| BRANO DA LEGGERE |
============================================================
Quotidiani ormai ce n’è uno solo, La Repubblica del Re, di proprietà della famiglia di Lapo Agnelli, senza più distinzioni fra borbonici e liberali. Per farvi capire rapidamente come stanno le cose basta fare un esempio: il nuovo direttore della Sabaudia, appena impoltronato, appende le corridoio un bel cartello: “Giornalisti! Scrivete cose belle, d’ora in poi, ché ogni settimana il Signor MegaDirettore all’articolo più bello regalerà SEICENTO monete sonanti, soldi veri, subito e senza nè sindacati nè discussioni!”.

“Oh, com’è buono Lei!”, rispondono i giornalisti. Sulla vecchia Olivetti di Giorgio Bocca, adesso a pestare i tasti c’è il valoroso collega Ugo Fantozzi.

Il Regio Giornale (o il suo supplemento-piccoli , l’Huffington) immediatamente dichiara incostituzionali Berlinguer e Pio La Torre: la Costituzione, scrive, che originariamente era, purtroppo e chissà perché, antifascista, adesso è una costituzione borghesissima, anticomunista: in un paese in cui il movimento dei lavoratori era nato contemporaneamente alla nazione, e un terzo dei cittadini vi appartenevano fino all’ultimo pelo forse una dichiarazione un po’ azzardata.

Il “giornalismo” dell’ex Repubblica, tuttavia, è Times e New York Times rispetto a quello  siciliano. Dove il principale quotidiano, la “Sicilia Indipendente” di Catania (la testata nacque proprio così, come organo del movimento indipendentista, il cui “esercito“ ebbe per “colonnello” Salvatore Giuliano) non è mai stato nè fascista nè liberale, ma ha sempre semplicemente appoggiato ogni e qualunque governo. L’editore de “La Sicilia”, indifferente tanto a Gentile quanto a Croce, ha altre simpatie: per lo più la famiglia mafiosa Santapaola-Ercolano, ma anche occasionali concessioni ad altre cosche palermitane o catanesi. “Che gli hai concesso?” domanderebbe la mamma se si trattasse di una ragazza magari un po’ chiacchierata. E qui le opinioni divergono. Secondo alcuni magistrati i rapporti fra l’editore Ciancio e le cosche mafiose sono proprio, come dire, matrimoniali: affari insieme, coordinamento, concorso nell’associazione mafiosa. Secondo altri giudici, invece, l’estremo dono, l’irreparabile, non vi fu: i rapporti si limitarono a un’amicizia platonica, per quanto stretta e “contigua”. Il che nei codici penali, secondo i giudici più umani, non sarebbe reato.

Se i fantozzi settentrionali hanno dovuto ingoiare, e anzi far mostra di gratitudine, quell’amaro boccone, i loro colleghi siciliani non hanno avuto maggior fortuna: non solo non gli è stato concesso di obiettare alcunché sulle amicizie, platoniche o meno, del signore e padrone: ma hanno anche dovuto firmare pubblici documenti di solidarietà (“Oh, com’è onesto Lei!”), con la firma scritta ben leggibile e letta ad alta voce.
============================================================
| DATI DI PARTENZA |
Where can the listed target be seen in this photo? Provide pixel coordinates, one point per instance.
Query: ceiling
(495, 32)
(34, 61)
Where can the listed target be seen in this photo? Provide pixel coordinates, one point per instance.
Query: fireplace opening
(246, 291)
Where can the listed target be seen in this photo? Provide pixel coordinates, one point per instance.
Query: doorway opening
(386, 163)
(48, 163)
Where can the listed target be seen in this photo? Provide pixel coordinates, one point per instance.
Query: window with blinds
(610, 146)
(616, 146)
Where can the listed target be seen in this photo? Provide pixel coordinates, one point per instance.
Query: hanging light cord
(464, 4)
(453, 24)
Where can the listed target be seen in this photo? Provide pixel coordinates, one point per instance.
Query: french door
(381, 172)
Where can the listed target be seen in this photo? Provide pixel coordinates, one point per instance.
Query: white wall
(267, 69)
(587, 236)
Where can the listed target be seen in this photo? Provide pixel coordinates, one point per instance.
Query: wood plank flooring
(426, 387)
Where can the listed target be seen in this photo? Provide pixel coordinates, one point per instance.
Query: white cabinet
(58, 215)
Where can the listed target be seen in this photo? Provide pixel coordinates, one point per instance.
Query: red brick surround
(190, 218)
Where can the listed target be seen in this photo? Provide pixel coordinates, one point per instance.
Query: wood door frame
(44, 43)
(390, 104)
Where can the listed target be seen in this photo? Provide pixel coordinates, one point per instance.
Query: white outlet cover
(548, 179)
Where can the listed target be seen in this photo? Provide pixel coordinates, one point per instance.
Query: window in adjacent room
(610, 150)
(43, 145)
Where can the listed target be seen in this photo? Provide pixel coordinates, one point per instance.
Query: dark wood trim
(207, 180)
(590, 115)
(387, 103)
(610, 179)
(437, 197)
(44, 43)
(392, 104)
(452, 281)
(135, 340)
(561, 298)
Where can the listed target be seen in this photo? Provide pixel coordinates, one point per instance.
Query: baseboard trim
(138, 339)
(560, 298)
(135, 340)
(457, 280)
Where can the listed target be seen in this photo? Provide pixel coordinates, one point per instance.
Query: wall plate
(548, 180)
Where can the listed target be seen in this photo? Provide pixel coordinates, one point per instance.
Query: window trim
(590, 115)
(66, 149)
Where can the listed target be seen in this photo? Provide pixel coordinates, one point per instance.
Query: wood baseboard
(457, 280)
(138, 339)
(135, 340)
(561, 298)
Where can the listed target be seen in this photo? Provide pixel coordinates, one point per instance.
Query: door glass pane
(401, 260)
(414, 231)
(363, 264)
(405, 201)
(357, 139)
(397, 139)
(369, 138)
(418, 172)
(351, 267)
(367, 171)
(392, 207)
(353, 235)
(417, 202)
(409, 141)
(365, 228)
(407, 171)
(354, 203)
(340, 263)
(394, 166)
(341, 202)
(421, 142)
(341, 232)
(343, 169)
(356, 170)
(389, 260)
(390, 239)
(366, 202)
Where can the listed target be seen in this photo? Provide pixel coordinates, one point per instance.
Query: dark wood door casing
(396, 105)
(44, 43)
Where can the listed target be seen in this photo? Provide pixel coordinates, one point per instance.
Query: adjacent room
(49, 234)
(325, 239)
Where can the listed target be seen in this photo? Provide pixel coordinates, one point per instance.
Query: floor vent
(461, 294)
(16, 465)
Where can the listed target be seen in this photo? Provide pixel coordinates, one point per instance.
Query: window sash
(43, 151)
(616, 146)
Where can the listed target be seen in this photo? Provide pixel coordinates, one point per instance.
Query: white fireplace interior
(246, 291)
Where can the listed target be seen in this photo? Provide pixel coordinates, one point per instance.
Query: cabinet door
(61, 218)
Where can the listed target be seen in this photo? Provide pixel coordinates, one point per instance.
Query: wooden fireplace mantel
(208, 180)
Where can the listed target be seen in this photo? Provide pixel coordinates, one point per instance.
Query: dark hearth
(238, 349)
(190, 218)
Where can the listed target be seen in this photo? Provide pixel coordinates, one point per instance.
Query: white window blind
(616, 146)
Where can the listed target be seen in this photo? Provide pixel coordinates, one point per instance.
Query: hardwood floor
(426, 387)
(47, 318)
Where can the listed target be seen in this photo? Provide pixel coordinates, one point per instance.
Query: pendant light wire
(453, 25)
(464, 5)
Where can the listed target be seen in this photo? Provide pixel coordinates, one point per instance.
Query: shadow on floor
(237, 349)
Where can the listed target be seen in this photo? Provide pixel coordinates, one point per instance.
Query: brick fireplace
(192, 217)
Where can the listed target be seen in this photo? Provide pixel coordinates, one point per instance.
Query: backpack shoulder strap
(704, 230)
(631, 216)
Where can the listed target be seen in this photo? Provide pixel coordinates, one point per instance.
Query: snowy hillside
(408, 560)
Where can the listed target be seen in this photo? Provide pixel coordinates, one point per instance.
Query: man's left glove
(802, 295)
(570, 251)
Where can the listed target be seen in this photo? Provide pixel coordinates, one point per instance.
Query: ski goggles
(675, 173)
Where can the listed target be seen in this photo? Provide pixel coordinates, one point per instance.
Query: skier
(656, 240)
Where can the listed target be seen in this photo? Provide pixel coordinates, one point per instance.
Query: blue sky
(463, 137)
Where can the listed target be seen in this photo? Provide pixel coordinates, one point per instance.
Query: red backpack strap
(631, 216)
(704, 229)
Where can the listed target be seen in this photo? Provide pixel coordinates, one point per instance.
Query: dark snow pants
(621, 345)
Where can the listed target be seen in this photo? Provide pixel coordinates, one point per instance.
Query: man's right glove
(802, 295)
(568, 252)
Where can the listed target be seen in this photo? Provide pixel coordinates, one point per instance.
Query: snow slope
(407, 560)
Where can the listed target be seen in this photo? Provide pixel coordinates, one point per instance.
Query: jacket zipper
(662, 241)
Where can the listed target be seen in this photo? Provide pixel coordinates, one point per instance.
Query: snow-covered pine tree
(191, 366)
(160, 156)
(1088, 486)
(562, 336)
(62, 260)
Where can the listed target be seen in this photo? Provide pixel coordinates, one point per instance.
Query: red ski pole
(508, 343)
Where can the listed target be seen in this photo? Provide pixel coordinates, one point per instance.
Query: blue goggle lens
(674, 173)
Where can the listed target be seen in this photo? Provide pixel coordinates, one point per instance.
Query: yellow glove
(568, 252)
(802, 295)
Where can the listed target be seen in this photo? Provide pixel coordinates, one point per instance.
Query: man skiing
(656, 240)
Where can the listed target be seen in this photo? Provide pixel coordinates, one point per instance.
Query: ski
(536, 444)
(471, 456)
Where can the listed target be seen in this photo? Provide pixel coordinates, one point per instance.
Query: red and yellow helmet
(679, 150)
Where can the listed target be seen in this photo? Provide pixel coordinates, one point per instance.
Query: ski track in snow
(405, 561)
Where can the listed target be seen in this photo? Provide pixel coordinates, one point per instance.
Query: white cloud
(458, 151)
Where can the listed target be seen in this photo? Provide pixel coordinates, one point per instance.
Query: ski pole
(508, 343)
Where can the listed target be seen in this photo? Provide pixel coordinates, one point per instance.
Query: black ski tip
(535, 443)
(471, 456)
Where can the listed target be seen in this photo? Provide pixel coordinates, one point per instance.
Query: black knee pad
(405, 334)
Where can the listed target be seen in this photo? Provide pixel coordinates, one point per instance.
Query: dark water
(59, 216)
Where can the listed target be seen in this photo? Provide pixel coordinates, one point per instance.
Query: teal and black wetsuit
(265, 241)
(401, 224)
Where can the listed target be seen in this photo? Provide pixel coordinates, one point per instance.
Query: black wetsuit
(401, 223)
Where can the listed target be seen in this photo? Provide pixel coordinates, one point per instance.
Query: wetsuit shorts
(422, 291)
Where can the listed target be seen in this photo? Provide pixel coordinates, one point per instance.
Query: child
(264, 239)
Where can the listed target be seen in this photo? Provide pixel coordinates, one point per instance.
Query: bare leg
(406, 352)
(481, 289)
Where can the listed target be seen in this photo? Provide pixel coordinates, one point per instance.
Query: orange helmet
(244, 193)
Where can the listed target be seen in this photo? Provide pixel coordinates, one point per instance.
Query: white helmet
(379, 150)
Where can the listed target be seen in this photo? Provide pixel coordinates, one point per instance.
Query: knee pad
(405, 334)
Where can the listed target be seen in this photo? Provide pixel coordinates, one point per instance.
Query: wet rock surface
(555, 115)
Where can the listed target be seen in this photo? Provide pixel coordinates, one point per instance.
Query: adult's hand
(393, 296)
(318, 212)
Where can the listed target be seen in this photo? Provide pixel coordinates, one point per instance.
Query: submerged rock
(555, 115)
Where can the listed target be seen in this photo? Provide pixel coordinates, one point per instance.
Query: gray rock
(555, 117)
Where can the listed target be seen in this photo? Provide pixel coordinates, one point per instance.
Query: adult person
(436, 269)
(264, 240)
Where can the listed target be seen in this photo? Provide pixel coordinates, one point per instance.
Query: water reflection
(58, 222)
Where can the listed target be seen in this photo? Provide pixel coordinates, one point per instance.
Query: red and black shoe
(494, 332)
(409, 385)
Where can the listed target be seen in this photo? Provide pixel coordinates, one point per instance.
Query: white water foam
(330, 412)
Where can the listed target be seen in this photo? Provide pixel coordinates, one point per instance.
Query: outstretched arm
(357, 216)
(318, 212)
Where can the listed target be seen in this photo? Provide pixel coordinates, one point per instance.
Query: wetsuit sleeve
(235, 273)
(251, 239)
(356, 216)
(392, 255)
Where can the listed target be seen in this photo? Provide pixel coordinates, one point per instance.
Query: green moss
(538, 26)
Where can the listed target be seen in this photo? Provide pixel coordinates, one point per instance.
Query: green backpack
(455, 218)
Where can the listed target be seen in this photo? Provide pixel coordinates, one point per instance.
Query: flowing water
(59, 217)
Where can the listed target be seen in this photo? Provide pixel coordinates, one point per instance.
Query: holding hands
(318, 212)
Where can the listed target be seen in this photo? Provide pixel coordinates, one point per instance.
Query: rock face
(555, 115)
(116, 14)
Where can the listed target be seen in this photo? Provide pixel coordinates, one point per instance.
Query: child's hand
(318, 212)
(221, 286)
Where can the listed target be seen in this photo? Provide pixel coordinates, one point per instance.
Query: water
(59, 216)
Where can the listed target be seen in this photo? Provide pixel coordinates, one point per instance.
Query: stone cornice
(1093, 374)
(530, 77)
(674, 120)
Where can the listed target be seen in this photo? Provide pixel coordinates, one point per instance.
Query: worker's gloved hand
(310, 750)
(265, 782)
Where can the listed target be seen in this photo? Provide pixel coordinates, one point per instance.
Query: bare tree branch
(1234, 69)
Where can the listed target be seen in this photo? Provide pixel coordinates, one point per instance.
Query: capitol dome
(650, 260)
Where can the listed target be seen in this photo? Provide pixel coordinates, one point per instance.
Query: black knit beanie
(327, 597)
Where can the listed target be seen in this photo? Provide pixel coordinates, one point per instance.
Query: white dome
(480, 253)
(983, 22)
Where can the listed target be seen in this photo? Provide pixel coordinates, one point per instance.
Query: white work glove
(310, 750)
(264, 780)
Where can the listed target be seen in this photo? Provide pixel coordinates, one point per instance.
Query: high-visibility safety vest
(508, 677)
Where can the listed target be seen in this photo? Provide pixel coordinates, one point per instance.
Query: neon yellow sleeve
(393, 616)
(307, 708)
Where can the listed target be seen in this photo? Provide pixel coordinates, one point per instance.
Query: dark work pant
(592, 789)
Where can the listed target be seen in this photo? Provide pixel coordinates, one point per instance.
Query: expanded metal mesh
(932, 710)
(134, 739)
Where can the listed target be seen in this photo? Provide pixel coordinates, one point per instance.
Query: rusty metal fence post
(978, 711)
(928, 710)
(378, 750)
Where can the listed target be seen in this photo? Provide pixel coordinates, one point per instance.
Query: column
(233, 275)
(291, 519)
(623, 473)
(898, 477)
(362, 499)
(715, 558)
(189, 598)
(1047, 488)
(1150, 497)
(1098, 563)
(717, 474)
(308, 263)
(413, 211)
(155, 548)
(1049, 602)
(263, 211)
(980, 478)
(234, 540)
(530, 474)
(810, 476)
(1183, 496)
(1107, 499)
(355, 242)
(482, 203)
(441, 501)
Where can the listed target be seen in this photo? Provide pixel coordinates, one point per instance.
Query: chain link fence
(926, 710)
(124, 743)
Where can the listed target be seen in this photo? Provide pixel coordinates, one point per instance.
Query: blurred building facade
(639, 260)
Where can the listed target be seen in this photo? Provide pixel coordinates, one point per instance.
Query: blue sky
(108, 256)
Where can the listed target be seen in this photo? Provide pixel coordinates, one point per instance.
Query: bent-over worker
============================================================
| CONSEGNA |
Cita parola per parola la parte del brano sui quotidiani italiani che comincia con “Se i fantozzi” e termina con “ad alta voce.”. Le voci non hanno alcun legame con il brano.

| RISULTATO DELL'ESERCIZIO |
Se i fantozzi settentrionali hanno dovuto ingoiare, e anzi far mostra di gratitudine, quell’amaro boccone, i loro colleghi siciliani non hanno avuto maggior fortuna: non solo non gli è stato concesso di obiettare alcunché sulle amicizie, platoniche o meno, del signore e padrone: ma hanno anche dovuto firmare pubblici documenti di solidarietà (“Oh, com’è onesto Lei!”), con la firma scritta ben leggibile e letta ad alta voce.